*INSTRUCTIONS*
[A] In the article about the new church in Kobani, rewrite everything from "Behold Israel reported" down to "the Syrian-Turkish border.", replacing "airstrikes" with "bombing raids".
[B] Answer these questions using the article about the new church in Kobani:
(i) Which news agency first published the reports of a spike in converts to Christianity?
(ii) Which group took over Kobani in 2012?
(iii) On what day of the week did parish leaders open the new church?
[C] Continue the article about the new church in Kobani from the point where it stops.
BEGIN DOCUMENT EXTRACT
Home World MissionsPersecution New church opens in former Islamic State area of Syria

New church opens in former Islamic State area of Syria

by Michael Ireland

ALEPPO, SYRIA (ANS) — An Evangelical church was recently opened in the Syrian town of Kobani, given the rise of conversions to Christianity by Kurds and some Syrians.

Zani, a priest from Afrin, leads prayer in the new church. Photo – Kurdistan 24.

According to multiple reports, the first published by Reuters, and cited by Middle East ministry Behold Israel, there has been a spike in converts to Christianity over the past year, many stating that Syria’s ongoing atrocities and radical Islamic factions, mainly IS– Islamic State — as their reasons for converting.

The ministry said radicalization of Sunni Islam and abuses by ISIS have been said to have led many to search for faith and religion outside of Islam.

Behold Israel reported that Kobani is located in northern Syria in the Aleppo region and was heavily affected by the war given the Islamic State.

It says the once predominately Kurdish town was taken over by People’s Protection Units (YPG) in 2012 until 2014 when IS took over several areas in the region. The region was hit heavily by US-backed forces carrying out multiple airstrikes throughout 2014-2015 in the city located close to the Syrian-Turkish border.

In a ministry update, Behold Israel said: “The situation for Christians in the Middle East has been dire, with dozens of terror attacks by Islamic factions on churches and places of worship.

“Israel is the only country that is a safe haven for Christians and has absorbed Christian refugees from Lebanon, Syria and Egypt in the past. The Islamic State’s campaign to eradicate Christians throughout Middle Eastern countries led to massacres, human and sex trafficking and forced conversions in Syria, Iraq and Libya, with multiple terror attacks in Egypt.”

Kurdistan 24 reported that Parish leaders opened the new church on Thursday in a city that became an icon for the resistance against the Islamic State (IS) in 2014.

“Afrin was destroyed, but with the help of God, and the permission of the administration in Kobani, we opened this place,” said Zanî, a priest from Afrin who fled when Turkish-backed Islamist rebels took over in March. “And our people will meet here and we thank the people of Kobani,” he told Kurdistan 24.
END DOCUMENT EXTRACT
BEGIN STORED DATA
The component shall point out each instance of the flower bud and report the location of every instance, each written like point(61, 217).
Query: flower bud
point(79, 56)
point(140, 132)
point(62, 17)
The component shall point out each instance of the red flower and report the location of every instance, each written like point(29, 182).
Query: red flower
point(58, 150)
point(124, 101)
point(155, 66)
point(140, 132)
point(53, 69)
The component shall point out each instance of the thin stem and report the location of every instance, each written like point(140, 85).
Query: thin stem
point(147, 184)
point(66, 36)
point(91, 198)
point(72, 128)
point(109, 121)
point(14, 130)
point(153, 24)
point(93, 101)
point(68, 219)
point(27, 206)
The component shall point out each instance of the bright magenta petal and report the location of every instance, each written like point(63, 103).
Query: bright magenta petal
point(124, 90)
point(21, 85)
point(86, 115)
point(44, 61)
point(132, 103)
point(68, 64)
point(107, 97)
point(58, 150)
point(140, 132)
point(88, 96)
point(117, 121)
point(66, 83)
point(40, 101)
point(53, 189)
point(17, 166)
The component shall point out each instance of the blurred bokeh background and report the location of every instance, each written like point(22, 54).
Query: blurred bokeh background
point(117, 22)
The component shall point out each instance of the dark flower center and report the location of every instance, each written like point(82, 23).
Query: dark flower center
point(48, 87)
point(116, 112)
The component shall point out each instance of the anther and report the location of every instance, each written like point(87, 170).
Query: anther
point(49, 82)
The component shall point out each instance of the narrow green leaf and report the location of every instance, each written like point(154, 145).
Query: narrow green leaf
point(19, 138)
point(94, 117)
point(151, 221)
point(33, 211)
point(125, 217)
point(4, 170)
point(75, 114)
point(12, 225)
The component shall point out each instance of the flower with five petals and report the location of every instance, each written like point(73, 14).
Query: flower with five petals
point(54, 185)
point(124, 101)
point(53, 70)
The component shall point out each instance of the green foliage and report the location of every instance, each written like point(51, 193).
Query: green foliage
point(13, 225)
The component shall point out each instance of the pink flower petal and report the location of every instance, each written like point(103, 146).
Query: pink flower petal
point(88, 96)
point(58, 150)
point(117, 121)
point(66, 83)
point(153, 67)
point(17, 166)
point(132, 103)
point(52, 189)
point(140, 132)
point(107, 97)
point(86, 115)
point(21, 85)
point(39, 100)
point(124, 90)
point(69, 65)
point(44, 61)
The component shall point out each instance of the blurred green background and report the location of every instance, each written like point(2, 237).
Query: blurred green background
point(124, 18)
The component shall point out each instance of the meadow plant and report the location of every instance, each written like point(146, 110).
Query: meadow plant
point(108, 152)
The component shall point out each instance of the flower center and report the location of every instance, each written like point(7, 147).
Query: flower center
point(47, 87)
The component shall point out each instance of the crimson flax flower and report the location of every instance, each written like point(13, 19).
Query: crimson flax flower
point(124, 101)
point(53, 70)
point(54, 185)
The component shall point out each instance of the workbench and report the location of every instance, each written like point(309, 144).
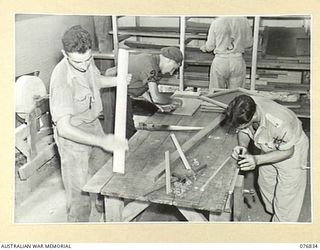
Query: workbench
point(125, 193)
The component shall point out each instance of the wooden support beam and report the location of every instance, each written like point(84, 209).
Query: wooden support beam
point(133, 209)
point(220, 104)
point(182, 48)
point(99, 180)
point(182, 155)
point(121, 111)
point(168, 174)
point(113, 209)
point(115, 38)
point(157, 171)
point(255, 52)
point(42, 157)
point(192, 215)
point(238, 198)
point(21, 134)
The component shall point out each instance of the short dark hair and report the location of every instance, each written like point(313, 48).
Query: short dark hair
point(240, 111)
point(76, 39)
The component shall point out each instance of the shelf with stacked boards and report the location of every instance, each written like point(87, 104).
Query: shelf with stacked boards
point(278, 73)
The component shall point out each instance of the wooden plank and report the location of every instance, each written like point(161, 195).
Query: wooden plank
point(255, 52)
point(113, 209)
point(29, 168)
point(121, 111)
point(215, 148)
point(182, 49)
point(220, 104)
point(214, 174)
point(168, 174)
point(197, 138)
point(21, 134)
point(189, 106)
point(182, 156)
point(133, 209)
point(238, 198)
point(192, 215)
point(101, 178)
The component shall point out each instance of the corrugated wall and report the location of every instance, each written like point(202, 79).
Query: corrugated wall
point(38, 41)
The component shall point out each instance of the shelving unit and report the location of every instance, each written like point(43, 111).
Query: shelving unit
point(196, 66)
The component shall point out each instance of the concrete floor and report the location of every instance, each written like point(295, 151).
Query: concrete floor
point(47, 202)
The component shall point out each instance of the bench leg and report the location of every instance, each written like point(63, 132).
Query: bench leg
point(113, 208)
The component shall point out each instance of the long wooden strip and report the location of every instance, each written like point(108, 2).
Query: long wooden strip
point(132, 209)
point(157, 171)
point(192, 215)
point(168, 174)
point(214, 174)
point(221, 104)
point(121, 111)
point(182, 156)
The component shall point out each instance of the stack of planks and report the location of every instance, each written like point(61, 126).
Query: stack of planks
point(210, 107)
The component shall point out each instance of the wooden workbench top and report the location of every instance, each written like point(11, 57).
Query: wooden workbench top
point(146, 150)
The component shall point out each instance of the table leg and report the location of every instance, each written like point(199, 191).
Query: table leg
point(192, 215)
point(113, 208)
point(238, 198)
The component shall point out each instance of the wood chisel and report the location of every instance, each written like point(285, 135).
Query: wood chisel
point(162, 127)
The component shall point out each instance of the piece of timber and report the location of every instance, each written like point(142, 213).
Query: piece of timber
point(121, 110)
point(168, 174)
point(192, 215)
point(160, 183)
point(132, 209)
point(42, 157)
point(181, 153)
point(162, 127)
point(238, 198)
point(99, 180)
point(113, 209)
point(21, 133)
point(157, 171)
point(204, 98)
point(214, 174)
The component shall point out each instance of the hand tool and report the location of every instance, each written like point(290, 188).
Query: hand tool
point(162, 127)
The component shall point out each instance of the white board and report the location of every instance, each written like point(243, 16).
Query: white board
point(121, 110)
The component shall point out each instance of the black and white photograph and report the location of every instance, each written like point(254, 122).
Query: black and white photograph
point(162, 119)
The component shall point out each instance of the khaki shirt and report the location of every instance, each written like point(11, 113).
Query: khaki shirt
point(75, 93)
point(229, 35)
point(279, 129)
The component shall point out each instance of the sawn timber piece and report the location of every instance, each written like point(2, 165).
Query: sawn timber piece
point(155, 173)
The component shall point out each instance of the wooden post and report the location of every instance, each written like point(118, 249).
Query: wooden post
point(182, 156)
point(214, 174)
point(182, 48)
point(115, 38)
point(137, 19)
point(255, 52)
point(157, 171)
point(121, 110)
point(168, 174)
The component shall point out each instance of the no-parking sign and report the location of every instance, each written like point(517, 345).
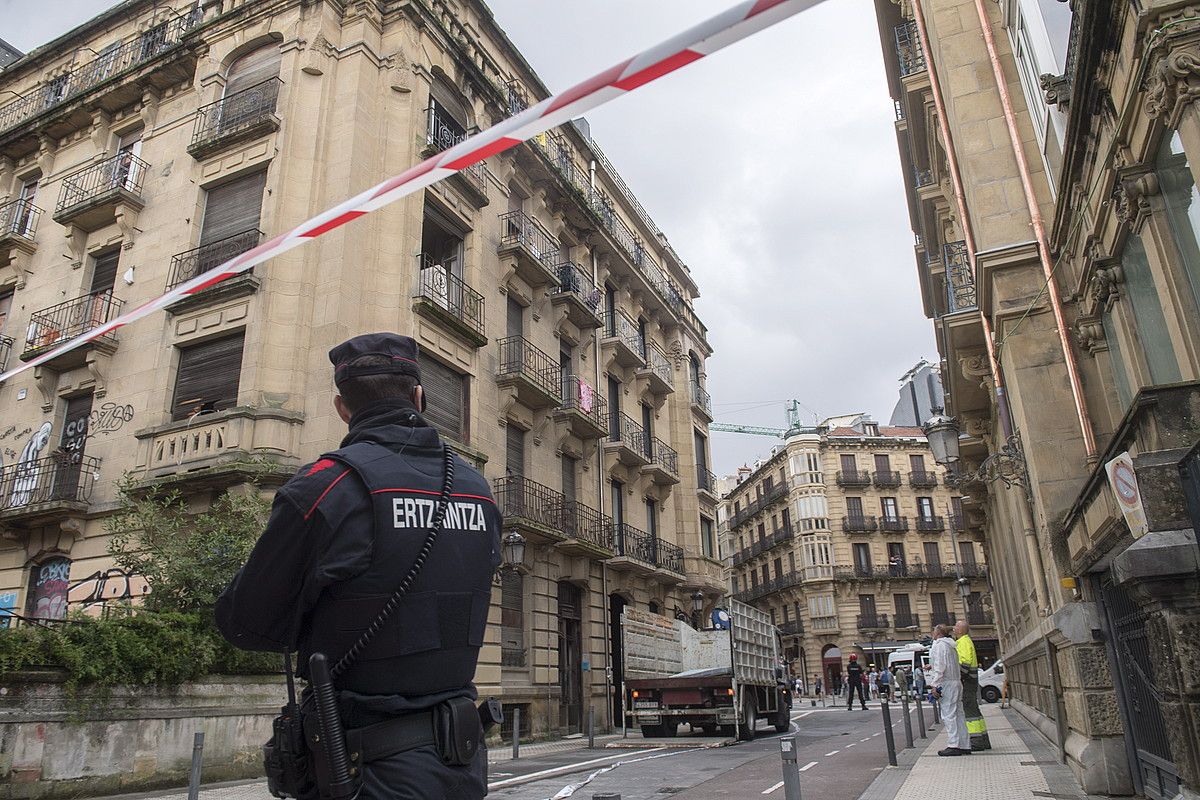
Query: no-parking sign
point(1123, 481)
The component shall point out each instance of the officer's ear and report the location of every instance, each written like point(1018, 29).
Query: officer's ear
point(340, 407)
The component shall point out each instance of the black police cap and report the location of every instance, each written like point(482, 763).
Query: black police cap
point(400, 350)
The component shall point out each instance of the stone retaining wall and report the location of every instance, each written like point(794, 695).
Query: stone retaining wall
point(53, 745)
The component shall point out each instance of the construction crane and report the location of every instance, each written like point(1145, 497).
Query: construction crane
point(793, 425)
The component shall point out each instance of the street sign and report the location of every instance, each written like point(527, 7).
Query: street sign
point(1123, 482)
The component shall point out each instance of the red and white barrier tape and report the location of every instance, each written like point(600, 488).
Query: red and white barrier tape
point(705, 38)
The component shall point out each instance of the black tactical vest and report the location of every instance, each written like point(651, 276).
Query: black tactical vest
point(431, 642)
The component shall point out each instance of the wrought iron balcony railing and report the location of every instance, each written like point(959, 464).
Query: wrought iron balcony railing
point(701, 400)
point(108, 64)
point(633, 542)
point(960, 289)
point(922, 479)
point(519, 228)
point(189, 264)
point(859, 524)
point(520, 356)
point(69, 319)
point(886, 477)
point(930, 524)
point(909, 50)
point(19, 218)
point(873, 621)
point(853, 477)
point(627, 431)
point(59, 477)
point(124, 173)
point(235, 114)
point(580, 396)
point(445, 292)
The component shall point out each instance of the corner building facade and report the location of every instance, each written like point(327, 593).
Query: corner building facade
point(1050, 158)
point(561, 352)
point(851, 539)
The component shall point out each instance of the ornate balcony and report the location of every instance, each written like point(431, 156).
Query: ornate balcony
point(220, 449)
point(701, 403)
point(873, 623)
point(859, 524)
point(623, 340)
point(240, 116)
point(529, 372)
point(657, 371)
point(191, 263)
point(54, 325)
point(853, 477)
point(576, 294)
point(886, 477)
point(922, 480)
point(627, 440)
point(583, 409)
point(96, 196)
point(445, 299)
point(528, 250)
point(43, 489)
point(664, 462)
point(934, 524)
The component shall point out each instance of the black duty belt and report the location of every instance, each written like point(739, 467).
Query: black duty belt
point(383, 739)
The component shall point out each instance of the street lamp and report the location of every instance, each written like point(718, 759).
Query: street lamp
point(513, 549)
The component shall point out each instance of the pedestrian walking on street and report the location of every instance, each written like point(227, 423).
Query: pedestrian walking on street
point(855, 683)
point(946, 681)
point(977, 727)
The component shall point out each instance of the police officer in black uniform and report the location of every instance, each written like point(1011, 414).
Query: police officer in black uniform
point(342, 535)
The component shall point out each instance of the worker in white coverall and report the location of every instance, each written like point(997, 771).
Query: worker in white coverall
point(947, 686)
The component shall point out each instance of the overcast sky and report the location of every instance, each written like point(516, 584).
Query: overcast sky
point(771, 166)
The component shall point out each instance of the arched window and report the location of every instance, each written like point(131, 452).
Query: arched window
point(48, 584)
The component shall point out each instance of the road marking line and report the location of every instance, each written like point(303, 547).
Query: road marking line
point(571, 768)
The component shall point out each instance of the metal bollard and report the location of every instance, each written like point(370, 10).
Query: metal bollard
point(516, 733)
point(791, 769)
point(887, 733)
point(193, 779)
point(907, 721)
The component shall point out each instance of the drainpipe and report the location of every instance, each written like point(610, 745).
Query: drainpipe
point(960, 202)
point(1023, 167)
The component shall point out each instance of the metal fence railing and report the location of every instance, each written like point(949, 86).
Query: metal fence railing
point(120, 173)
point(235, 113)
point(186, 265)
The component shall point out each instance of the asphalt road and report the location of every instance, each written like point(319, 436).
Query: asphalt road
point(839, 752)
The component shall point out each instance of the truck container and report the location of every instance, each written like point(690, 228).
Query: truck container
point(721, 679)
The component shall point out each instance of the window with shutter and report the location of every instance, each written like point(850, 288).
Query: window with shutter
point(233, 208)
point(208, 377)
point(447, 407)
point(514, 450)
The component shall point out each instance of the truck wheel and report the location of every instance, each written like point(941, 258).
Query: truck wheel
point(749, 716)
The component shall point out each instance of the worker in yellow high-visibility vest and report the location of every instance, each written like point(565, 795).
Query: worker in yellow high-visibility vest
point(970, 666)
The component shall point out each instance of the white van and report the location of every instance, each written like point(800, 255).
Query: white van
point(991, 683)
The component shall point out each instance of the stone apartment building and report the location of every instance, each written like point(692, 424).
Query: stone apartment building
point(851, 539)
point(1047, 152)
point(561, 350)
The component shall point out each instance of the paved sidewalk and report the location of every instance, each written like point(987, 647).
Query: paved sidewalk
point(1021, 765)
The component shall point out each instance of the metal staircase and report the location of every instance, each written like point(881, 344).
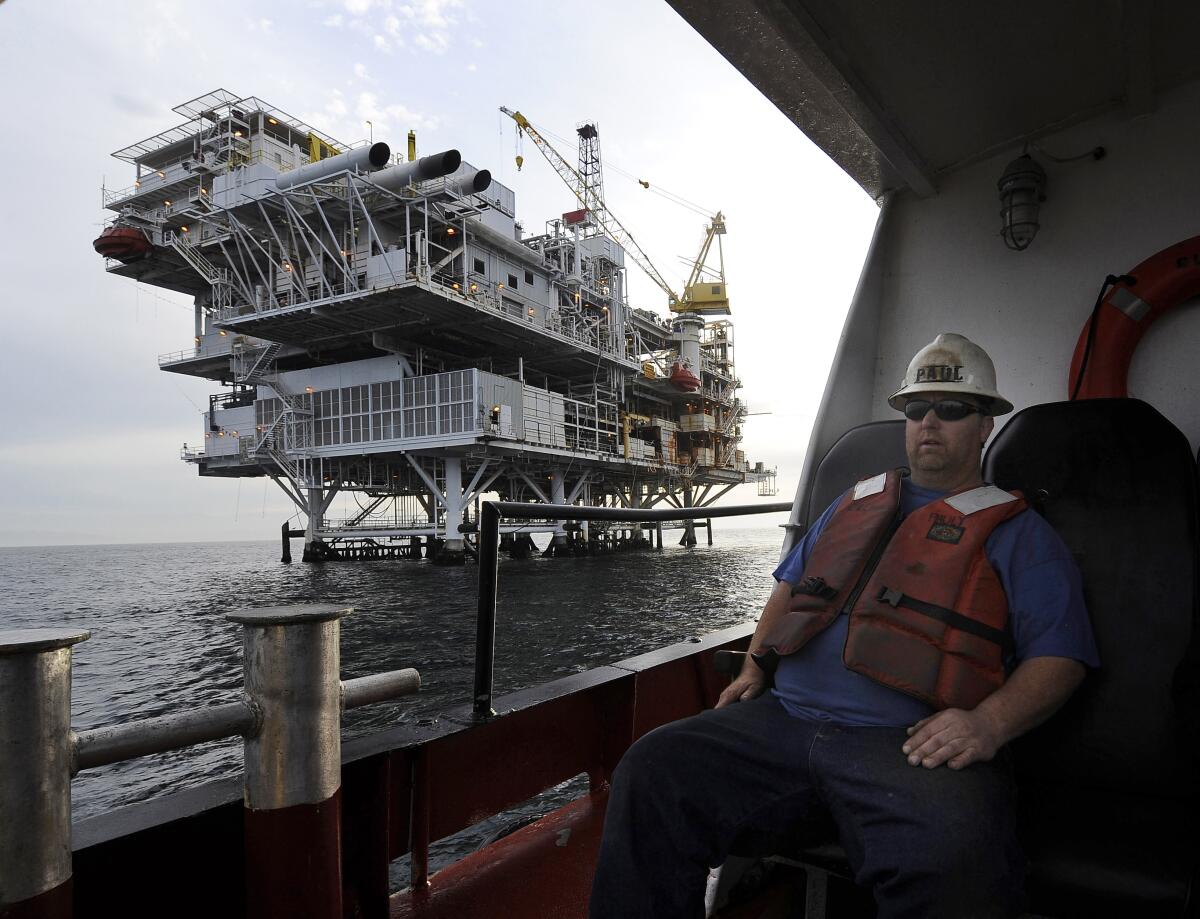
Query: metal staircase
point(217, 277)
END STORED DATA
*PER-TASK OUTPUTS*
[A]
Behold Israel reported that Kobani is located in northern Syria in the Aleppo region and was heavily affected by the war given the Islamic State.

It says the once predominately Kurdish town was taken over by People’s Protection Units (YPG) in 2012 until 2014 when IS took over several areas in the region. The region was hit heavily by US-backed forces carrying out multiple bombing raids throughout 2014-2015 in the city located close to the Syrian-Turkish border.

[B]
(i) Reuters
(ii) The People's Protection Units (YPG)
(iii) Thursday

[C]
Kurdistan 24 said about six Christian families from Afrin fled to Kobani, where a total of approximately 300 Christians now live.

Farzad, project manager of the Christian NGO AVC International, which supported the opening, said this is the first time in recent memory a church has opened in the city. “The last church [in Kobani] was destroyed 30 years ago and the last Christian meeting was 55 years ago,” he told Kurdistan 24.

Over the past three years, Christians in Kobani worshipped privately in home prayer groups. “When the war in Kobani started, and ISIS attacked Kobani, they [refugees] came to Suruc, and we start[ed] helping them with the hospital, and camps,” Farzad said.

“You have to realize Christianity doesn’t have a very long history [in the area]. There were churches in Kobani, and a lot of descendants from Armenians that were forced to become Muslim still live in Kobani,” he said.

Kurdistan 24 said many Armenian refugees settled in Kobani around 1915 after fleeing the Armenian genocide. However, after IS attacked Kobani in 2014, some Muslims Kurds also converted to Christianity.

“IS encouraged them to find out about Islam, and see if it was true Islam or not.”

Ahmed Sheikho, a member of the Movement for a Democratic Society (TEV-DEM) told Kurdistan 24 that radical groups destroyed the previous religious co-existence in the region.

“Today, we opened the church in Kobani, following the principle of the democratic nation, we want every religion, ethnic group, national group to coexist together, pray together, and we will help them,” he said.